Page text:
☆ ☆ ☆ ☆

Managing Delirium, A Caregiver’s Perspective




Kristy: Managing Delirium from a Caregiver’s Perspective

At 68, my mom is losing her battle with Alzheimer’s. It is not fair and to make matters worse, she has endured a couple of painful surgeries in the past couple of years. She is a strong woman, but after breaking her hip at a swimming class, she has had two separate, but related surgeries. First, the doctors had to put pins in place, but then the pain was too much for her to bear and she ended up needing a total hip replacement. For anybody this is a lot of major surgery, but for a senior citizen struggling with Alzheimer’s it is just that much more – for my mom and for my brother and me, as caregivers – to manage.

My brother and I have partnered all along to help my mom. We try to be two steps ahead of any needs she may have. That’s really important when caring for Alzheimer’s patients. We were organized and made lists of her medications to discuss with the doctors prior to her first surgery. We made sure she had someone to be with throughout the process and tried to make her feel as secure as possible. We tried to do everything “right.” Experts will tell you these are important and helpful steps, but still patients of her age and particularly in her condition can experience negative effects from surgical procedures and anesthesia at higher rates than younger patients. My mom was one of those patients who experienced delirium.

After the first surgery, my mom’s delirium lasted a full week. We found it was really important to have a caregiver with her to advocate for her needs through this experience, and the doctors worked with us to ensure she could remain hospitalized. It was important for her to be hospitalized because it was impossible to properly care for her at home in that condition. It was frightening to see my mom have no idea where she was or what was happening, but we were grateful for the medical care she received to get her through the experience.

☆ ☆ ☆ ☆

Exercise requirements:
[1] In the account of managing delirium, how long did the mother's delirium last after her first surgery?
[2] Do these statements agree with the account of managing delirium? Answer yes or no for each and quote the words that decide it. (a) The mother broke her hip at a swimming class. (b) The mother had only one surgery on her hip. (c) The doctors discharged her to recover at home while she was delirious.
[3] Please resume the account of managing delirium, starting after its final sentence.
The items play no part in this work.

Data section:
☆ ☆ ☆ ☆

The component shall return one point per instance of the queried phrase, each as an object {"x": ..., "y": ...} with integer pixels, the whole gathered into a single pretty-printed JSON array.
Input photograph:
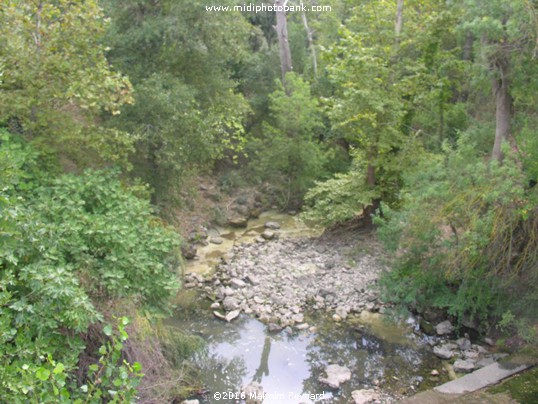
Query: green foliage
[
  {"x": 467, "y": 237},
  {"x": 289, "y": 154},
  {"x": 111, "y": 379},
  {"x": 340, "y": 198},
  {"x": 187, "y": 113},
  {"x": 56, "y": 79},
  {"x": 69, "y": 245}
]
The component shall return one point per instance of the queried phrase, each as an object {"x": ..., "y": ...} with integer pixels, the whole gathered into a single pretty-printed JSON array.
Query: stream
[{"x": 381, "y": 354}]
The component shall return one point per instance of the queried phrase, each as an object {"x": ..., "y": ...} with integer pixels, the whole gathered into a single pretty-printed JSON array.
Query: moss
[{"x": 523, "y": 387}]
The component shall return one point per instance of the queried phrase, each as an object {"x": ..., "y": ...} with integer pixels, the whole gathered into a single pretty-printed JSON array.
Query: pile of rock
[
  {"x": 279, "y": 280},
  {"x": 465, "y": 355}
]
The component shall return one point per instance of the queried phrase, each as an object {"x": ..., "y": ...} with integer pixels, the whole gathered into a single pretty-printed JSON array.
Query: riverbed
[{"x": 384, "y": 355}]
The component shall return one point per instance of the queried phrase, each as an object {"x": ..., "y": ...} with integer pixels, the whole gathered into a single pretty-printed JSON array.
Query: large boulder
[
  {"x": 336, "y": 375},
  {"x": 364, "y": 396},
  {"x": 230, "y": 303},
  {"x": 464, "y": 365},
  {"x": 445, "y": 351},
  {"x": 238, "y": 221},
  {"x": 444, "y": 328},
  {"x": 253, "y": 393}
]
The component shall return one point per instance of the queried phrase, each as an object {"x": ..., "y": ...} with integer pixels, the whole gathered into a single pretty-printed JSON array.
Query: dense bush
[
  {"x": 467, "y": 237},
  {"x": 68, "y": 247}
]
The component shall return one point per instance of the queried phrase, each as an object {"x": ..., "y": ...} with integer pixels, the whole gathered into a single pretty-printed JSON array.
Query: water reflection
[{"x": 243, "y": 351}]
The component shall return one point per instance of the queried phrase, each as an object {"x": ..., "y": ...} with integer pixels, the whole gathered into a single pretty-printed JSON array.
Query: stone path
[{"x": 488, "y": 375}]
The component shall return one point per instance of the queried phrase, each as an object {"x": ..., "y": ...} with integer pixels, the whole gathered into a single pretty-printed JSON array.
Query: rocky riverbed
[
  {"x": 277, "y": 280},
  {"x": 282, "y": 281}
]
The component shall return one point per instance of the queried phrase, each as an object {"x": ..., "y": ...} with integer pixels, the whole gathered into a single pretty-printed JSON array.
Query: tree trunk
[
  {"x": 310, "y": 44},
  {"x": 503, "y": 106},
  {"x": 399, "y": 18},
  {"x": 282, "y": 32}
]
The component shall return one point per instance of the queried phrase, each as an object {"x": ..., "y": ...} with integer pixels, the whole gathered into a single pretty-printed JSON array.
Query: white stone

☆ ☆ ☆ ☆

Responses per task:
[1] It lasted a full week.

[2]
(a) Yes: "after breaking her hip at a swimming class"
(b) No: "she has had two separate, but related surgeries"
(c) No: "the doctors worked with us to ensure she could remain hospitalized"

[3]
Several months later, my mom lost all of her short-term memory and it became impossible for us to care for her at home any longer. She moved into a specialty care assisted living facility that made sure she was hydrated, well-nourished, that her mind was stimulated and that she was as healthy overall as possible. Unfortunately, the pain in her hip remained at an intolerable level and she required total hip surgery. She again experienced delirium post-operation. However, this time, the duration was shorter. I credit this to the fact that the facility was taking such good care of my mom prior to the surgery. She entered the surgery as healthy as possible.

One thing my brother and I would change, if possible, was to spend specific time talking with the anesthesiologist caring for my mom. We would have asked more questions and I believe it would have helped us prepare even more for managing through the delirium. That said, we had excellent medical care and appreciate the terrific work the entire medical team has done to help our mom.